# Exercise objective
Reproduce the listing that follows character for character, excluding its pictures.

# Provided entries
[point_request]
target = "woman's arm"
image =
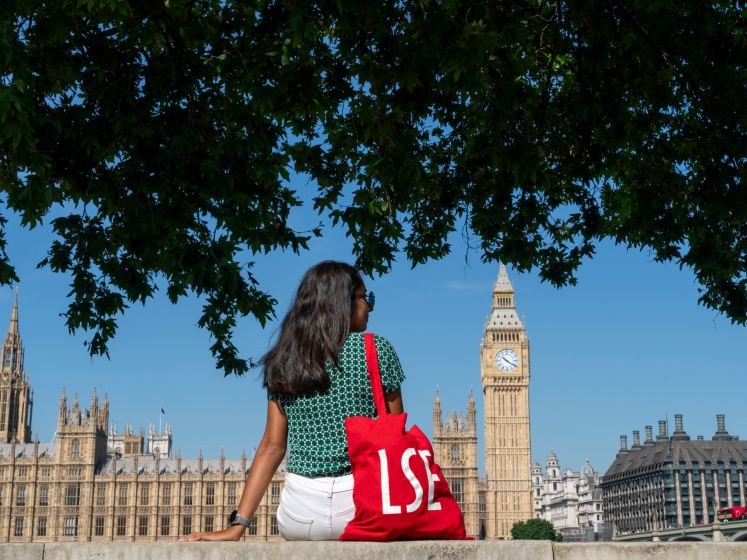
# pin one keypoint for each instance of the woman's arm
(266, 460)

# Written answer
[point_request]
target = "woman's arm"
image =
# pin one keypoint for each instance of the woman's arm
(266, 460)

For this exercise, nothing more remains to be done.